▶ WRITTEN PROBLEM:
Collect every line of the rows that contains the string "pool", and keep in mind that case counts.

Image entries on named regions
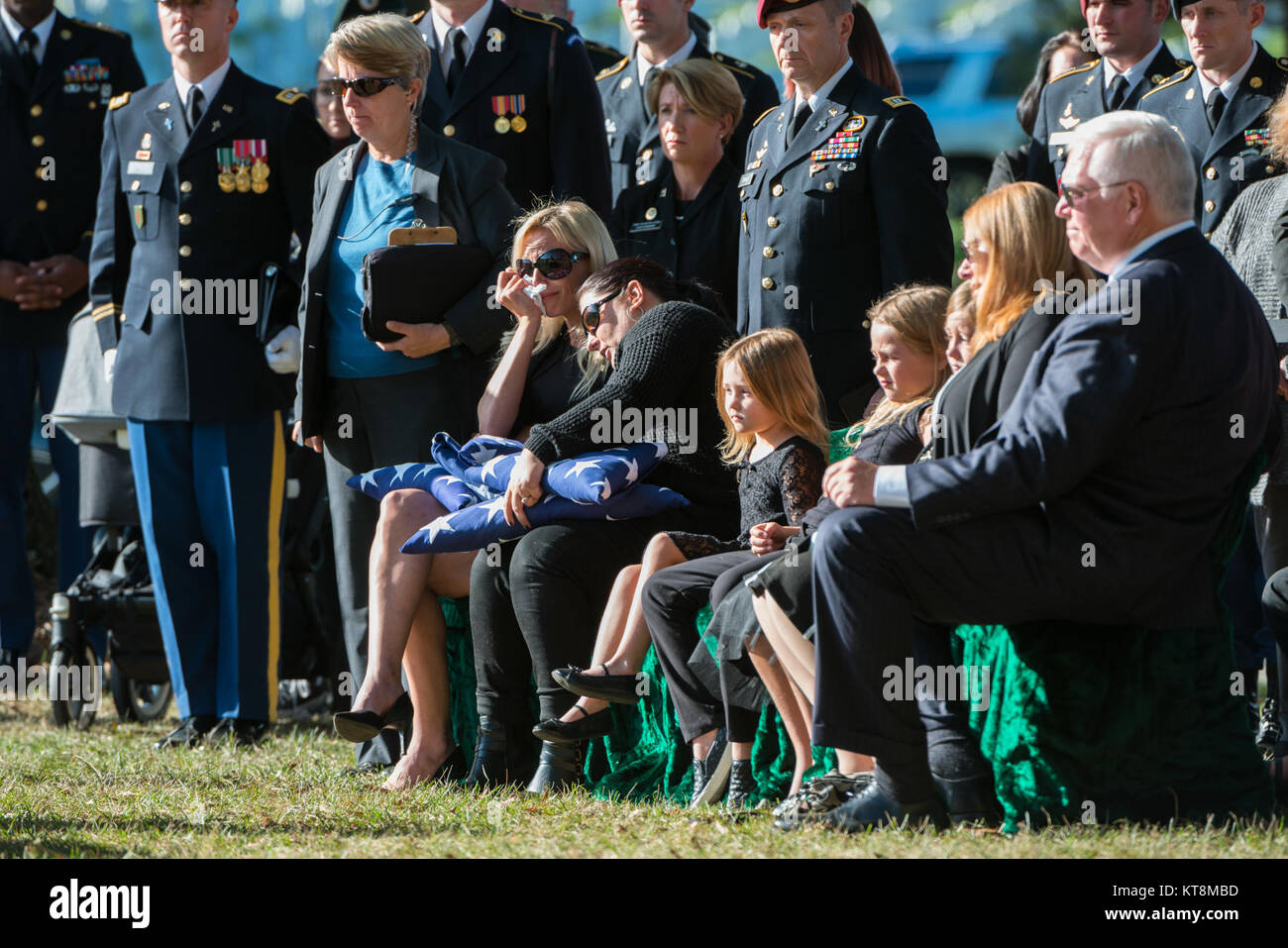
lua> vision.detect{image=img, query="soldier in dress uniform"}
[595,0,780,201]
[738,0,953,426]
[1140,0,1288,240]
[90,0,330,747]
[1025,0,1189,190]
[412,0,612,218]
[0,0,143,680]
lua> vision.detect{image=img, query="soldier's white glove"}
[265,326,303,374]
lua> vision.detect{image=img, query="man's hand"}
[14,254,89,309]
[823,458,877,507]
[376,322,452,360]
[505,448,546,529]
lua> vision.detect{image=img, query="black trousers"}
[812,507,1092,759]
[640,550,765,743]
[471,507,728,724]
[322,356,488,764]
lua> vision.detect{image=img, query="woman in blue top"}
==
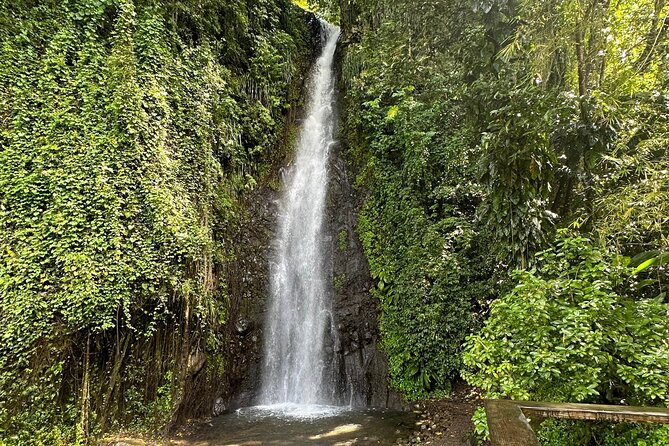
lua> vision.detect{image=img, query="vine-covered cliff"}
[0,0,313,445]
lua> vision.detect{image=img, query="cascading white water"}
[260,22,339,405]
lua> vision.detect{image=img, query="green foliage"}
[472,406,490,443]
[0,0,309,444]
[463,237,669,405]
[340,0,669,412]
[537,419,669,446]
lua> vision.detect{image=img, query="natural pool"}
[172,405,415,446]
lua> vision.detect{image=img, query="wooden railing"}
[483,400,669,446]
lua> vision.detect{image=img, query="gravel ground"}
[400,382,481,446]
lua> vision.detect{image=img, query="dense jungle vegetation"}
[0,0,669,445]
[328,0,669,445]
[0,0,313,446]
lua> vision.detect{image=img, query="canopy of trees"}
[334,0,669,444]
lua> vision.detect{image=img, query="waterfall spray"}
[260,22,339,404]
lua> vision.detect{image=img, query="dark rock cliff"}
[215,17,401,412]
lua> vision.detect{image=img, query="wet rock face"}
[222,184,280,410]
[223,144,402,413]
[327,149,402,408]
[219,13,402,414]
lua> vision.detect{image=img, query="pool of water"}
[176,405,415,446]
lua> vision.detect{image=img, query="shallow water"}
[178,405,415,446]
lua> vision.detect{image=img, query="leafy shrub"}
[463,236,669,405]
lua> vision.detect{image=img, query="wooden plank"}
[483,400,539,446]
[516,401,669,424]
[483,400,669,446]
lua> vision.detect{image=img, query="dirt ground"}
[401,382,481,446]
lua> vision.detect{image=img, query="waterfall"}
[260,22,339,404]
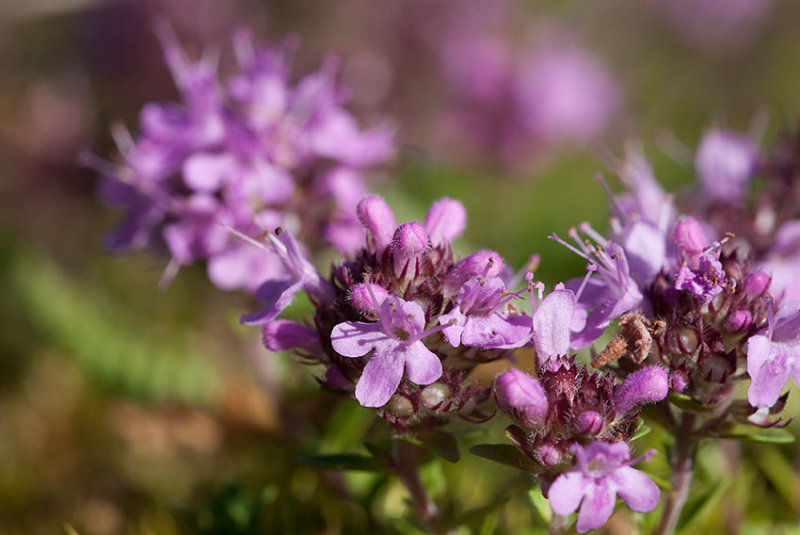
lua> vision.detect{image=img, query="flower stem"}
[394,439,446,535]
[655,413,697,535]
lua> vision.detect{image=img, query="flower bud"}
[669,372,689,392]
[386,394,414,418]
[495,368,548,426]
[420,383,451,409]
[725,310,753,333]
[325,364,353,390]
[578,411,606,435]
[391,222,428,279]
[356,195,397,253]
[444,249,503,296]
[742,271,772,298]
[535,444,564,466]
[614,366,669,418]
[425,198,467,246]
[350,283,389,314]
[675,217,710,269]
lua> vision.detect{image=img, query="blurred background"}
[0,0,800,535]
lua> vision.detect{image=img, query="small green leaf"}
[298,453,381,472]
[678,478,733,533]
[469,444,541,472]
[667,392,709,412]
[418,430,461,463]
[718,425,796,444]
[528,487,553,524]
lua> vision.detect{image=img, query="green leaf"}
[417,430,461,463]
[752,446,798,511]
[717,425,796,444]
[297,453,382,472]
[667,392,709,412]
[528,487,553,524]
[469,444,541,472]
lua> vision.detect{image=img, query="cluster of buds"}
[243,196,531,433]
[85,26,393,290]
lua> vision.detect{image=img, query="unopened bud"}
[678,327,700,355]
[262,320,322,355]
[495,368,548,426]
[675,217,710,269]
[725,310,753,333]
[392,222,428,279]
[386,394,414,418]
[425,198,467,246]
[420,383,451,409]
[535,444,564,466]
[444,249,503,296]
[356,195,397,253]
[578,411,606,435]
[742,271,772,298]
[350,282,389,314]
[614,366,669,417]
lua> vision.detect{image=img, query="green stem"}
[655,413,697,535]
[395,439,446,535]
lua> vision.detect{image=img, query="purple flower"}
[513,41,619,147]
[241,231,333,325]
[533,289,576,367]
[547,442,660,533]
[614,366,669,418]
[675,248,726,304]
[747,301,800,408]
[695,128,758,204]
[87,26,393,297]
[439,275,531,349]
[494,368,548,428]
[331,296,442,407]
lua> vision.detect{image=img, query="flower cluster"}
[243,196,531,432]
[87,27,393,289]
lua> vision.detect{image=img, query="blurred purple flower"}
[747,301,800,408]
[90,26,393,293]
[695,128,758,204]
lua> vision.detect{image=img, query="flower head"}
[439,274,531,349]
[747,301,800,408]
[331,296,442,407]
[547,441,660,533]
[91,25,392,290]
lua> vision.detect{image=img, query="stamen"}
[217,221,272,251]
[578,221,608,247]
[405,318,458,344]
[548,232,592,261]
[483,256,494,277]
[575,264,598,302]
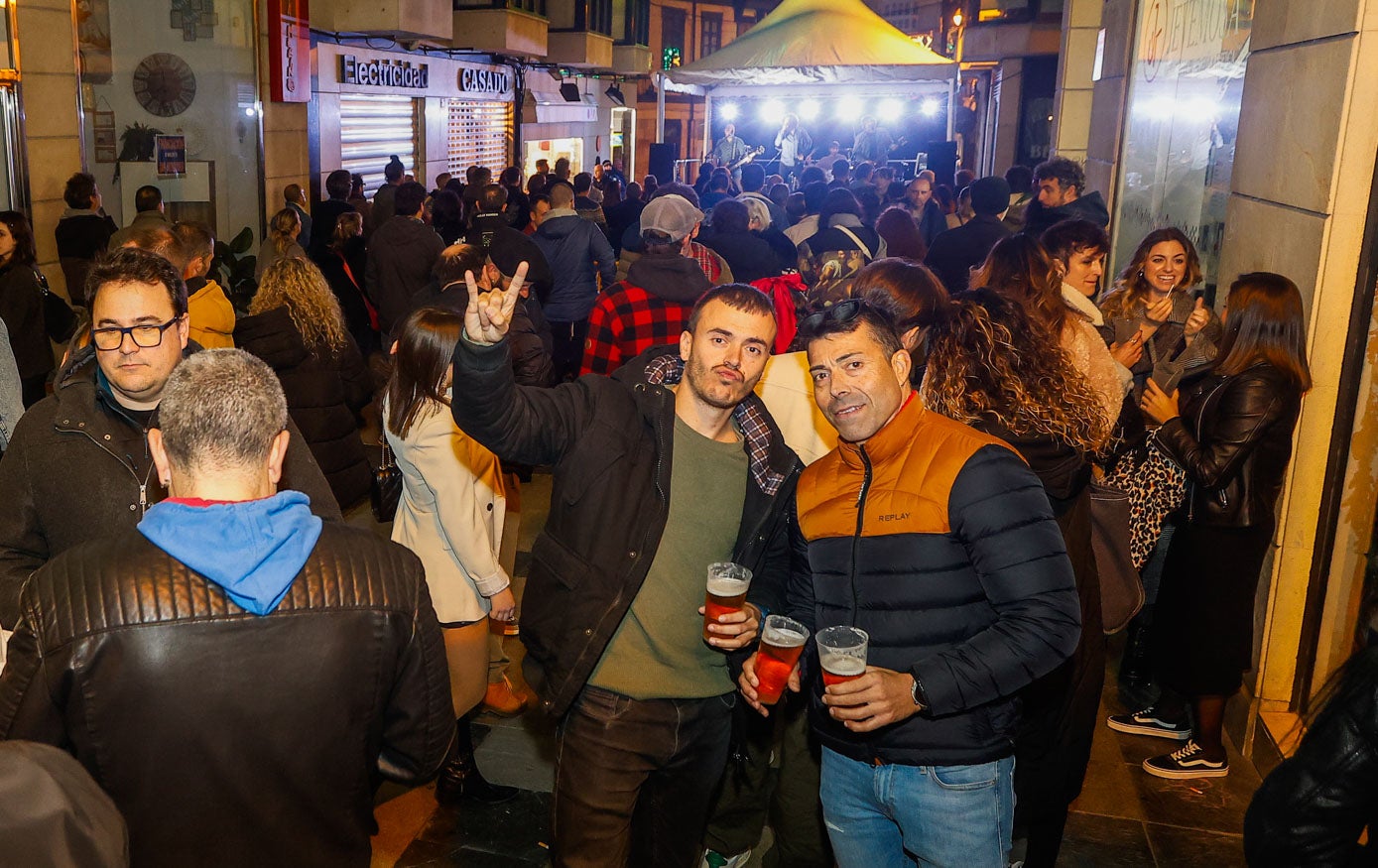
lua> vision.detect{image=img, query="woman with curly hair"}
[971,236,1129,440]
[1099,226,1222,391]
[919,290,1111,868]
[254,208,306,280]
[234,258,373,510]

▶ THE COMPLETED TASK:
lua> vision.detect{image=img, query="natural pool"}
lua> vision.detect{image=img, query="pool of water"}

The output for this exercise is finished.